WORK ITEM:
Will you restate verbatim the lines running from the line with "of the glass" to the end of the data, leaving out everything else?

MATERIAL SHOWN:
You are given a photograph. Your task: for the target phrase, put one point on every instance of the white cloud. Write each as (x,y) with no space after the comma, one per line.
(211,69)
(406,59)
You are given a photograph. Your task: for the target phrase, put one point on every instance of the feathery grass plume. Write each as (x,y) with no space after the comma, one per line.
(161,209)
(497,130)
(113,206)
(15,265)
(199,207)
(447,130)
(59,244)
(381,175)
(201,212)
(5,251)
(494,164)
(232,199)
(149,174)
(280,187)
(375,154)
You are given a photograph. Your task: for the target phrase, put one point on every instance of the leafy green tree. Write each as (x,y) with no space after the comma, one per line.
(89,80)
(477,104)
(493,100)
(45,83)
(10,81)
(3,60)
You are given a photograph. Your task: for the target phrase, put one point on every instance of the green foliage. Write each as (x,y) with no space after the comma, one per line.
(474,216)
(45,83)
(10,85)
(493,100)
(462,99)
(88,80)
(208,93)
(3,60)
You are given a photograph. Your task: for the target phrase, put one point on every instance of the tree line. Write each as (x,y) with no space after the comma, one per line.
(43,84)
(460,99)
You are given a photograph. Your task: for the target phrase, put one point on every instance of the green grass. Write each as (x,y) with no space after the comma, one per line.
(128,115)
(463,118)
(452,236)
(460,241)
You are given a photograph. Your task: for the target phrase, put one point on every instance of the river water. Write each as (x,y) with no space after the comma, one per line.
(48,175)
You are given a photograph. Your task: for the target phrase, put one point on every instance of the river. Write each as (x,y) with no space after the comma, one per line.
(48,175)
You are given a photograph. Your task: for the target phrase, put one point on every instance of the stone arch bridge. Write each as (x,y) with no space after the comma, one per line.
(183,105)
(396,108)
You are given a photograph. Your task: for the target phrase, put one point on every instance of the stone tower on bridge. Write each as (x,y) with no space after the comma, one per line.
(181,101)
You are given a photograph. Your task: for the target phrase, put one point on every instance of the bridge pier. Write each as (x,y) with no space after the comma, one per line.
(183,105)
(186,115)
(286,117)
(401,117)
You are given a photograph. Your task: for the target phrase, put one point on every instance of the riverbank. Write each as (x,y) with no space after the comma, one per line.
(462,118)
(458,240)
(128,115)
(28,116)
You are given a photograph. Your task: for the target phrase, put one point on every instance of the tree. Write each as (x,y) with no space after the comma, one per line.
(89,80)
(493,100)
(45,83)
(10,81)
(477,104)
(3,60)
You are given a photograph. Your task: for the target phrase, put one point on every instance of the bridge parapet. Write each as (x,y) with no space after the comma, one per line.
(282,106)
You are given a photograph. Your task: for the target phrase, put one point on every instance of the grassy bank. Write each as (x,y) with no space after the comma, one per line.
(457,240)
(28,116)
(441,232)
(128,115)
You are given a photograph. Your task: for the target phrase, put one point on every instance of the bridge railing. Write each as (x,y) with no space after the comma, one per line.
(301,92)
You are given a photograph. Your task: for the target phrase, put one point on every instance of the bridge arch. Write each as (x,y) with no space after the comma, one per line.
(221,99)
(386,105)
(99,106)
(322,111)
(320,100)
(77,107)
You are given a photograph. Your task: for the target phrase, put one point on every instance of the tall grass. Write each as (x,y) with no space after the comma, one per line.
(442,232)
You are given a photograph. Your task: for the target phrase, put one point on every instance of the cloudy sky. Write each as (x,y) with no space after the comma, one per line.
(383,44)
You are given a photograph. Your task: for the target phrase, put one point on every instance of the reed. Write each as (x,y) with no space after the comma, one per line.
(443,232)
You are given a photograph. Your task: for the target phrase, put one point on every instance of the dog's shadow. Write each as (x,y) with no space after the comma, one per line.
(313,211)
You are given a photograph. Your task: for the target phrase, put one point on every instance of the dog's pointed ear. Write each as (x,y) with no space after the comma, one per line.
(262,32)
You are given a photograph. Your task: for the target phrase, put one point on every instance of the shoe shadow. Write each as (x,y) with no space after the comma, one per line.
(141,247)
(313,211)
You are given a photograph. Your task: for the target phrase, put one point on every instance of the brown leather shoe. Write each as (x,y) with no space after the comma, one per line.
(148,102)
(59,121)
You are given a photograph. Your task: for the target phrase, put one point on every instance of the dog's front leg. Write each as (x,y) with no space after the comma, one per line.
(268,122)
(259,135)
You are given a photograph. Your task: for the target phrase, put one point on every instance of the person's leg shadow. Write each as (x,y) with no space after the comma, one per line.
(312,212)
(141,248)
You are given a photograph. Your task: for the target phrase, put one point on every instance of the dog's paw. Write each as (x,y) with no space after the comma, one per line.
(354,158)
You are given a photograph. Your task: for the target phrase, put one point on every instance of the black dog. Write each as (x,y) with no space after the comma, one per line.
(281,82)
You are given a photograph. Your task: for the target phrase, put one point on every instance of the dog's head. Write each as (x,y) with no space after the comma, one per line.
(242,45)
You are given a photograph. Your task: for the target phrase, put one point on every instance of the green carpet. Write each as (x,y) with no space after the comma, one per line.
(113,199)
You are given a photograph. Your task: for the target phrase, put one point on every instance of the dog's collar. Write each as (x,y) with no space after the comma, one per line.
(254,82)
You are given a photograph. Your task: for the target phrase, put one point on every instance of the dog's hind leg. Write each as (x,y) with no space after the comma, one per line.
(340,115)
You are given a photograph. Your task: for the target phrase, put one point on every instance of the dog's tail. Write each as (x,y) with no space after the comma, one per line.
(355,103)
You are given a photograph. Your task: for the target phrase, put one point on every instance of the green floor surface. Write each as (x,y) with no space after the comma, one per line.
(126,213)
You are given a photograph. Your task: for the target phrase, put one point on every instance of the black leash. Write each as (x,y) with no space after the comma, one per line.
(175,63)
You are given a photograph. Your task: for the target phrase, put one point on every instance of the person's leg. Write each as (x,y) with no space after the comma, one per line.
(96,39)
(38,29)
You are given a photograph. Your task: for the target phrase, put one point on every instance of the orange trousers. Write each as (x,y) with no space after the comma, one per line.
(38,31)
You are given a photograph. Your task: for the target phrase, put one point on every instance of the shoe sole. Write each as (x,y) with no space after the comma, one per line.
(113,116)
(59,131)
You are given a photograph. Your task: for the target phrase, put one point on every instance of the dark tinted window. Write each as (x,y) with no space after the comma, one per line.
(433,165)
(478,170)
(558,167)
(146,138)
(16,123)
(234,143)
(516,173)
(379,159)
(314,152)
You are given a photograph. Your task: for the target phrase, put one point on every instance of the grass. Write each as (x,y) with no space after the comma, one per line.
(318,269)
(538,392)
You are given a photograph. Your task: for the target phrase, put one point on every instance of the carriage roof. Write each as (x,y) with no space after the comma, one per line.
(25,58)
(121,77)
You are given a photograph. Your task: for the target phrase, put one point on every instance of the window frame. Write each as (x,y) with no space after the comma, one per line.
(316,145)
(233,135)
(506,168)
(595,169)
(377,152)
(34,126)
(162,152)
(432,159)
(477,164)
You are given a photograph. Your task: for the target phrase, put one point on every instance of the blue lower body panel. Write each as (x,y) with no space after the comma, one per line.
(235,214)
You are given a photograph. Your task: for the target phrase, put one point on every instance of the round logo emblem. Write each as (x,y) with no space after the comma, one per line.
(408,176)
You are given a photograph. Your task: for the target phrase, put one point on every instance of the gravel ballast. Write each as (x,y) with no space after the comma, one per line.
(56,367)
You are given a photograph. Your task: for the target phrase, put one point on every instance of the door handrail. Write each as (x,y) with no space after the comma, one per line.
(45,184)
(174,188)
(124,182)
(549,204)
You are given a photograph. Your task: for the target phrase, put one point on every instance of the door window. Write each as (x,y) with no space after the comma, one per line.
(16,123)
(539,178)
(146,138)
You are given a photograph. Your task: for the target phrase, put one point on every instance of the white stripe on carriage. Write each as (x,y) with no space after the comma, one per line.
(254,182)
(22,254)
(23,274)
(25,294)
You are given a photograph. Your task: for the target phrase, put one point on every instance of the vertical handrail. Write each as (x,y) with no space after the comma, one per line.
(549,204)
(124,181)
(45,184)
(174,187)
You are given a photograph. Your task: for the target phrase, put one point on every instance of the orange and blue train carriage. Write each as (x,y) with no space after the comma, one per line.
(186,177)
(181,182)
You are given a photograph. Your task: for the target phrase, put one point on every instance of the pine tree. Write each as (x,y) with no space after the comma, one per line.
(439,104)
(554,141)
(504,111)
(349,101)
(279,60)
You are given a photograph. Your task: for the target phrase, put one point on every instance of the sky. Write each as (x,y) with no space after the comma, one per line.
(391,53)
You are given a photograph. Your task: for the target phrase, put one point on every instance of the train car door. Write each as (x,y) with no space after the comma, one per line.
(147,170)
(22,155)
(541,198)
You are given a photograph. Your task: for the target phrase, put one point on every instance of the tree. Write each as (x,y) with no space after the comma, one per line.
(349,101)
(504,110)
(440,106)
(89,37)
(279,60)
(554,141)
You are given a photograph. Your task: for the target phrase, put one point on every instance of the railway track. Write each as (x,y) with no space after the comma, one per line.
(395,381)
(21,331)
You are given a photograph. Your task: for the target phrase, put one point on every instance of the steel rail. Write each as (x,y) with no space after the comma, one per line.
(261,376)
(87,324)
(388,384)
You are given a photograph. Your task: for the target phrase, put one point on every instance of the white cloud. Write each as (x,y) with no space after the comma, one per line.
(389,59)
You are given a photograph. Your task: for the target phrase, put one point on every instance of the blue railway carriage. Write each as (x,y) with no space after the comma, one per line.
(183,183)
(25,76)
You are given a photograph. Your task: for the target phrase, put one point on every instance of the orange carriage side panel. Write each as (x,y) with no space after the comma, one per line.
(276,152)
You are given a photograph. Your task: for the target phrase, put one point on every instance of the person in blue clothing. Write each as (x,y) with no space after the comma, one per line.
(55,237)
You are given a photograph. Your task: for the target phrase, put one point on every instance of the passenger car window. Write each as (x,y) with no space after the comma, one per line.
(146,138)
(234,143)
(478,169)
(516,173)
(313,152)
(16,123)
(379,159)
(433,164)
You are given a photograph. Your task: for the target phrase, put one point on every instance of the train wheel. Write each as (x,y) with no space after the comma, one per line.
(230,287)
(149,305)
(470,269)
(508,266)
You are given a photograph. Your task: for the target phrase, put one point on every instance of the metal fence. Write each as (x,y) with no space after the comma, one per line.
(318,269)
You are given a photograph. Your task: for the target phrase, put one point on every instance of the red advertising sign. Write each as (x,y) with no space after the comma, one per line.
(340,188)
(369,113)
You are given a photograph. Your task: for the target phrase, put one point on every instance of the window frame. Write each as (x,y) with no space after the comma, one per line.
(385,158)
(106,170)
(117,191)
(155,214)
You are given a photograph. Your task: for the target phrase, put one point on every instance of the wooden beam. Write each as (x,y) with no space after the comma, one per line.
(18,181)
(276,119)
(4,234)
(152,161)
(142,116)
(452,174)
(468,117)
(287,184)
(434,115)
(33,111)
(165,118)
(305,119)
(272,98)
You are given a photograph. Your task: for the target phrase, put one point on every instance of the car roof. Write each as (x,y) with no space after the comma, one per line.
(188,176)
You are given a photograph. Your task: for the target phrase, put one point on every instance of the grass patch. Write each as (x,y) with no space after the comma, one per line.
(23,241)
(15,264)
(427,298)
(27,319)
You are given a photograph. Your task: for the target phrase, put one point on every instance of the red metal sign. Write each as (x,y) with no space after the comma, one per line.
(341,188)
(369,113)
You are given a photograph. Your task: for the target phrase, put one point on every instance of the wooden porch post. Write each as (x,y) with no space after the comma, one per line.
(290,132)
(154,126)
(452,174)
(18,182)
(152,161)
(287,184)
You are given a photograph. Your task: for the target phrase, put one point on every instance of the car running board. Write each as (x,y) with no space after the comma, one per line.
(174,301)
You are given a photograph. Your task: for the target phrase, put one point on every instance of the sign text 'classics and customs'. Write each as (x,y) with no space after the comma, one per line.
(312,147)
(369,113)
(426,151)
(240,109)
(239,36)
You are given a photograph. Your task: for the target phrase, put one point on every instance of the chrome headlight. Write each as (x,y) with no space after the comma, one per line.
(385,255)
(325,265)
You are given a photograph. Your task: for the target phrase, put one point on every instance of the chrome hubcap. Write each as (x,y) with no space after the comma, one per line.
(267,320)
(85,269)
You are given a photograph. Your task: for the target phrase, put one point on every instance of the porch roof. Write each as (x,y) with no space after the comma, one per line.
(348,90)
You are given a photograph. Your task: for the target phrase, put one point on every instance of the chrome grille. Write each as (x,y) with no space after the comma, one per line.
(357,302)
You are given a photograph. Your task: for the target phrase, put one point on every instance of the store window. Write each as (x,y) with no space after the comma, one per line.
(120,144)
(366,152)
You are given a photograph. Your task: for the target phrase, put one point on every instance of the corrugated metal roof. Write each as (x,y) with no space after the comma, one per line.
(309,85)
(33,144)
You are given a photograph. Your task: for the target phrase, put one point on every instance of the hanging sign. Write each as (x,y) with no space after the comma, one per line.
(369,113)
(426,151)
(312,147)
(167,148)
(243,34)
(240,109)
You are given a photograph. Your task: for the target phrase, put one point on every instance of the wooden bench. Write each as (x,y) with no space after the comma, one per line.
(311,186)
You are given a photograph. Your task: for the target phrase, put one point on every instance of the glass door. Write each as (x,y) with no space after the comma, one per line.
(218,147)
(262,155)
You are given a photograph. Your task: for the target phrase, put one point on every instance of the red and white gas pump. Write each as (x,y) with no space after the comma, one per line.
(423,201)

ANSWER AREA:
You are given a photograph. Your task: for the target phrase, put one point on every instance of the glass door. Write each as (x,y) with no space after the comma, one per line.
(218,147)
(262,155)
You are given a photograph. Your task: for the target phrase, put one point on every instance of the red and white gas pump. Write each as (x,y) with no space after the comma, one per line.
(423,201)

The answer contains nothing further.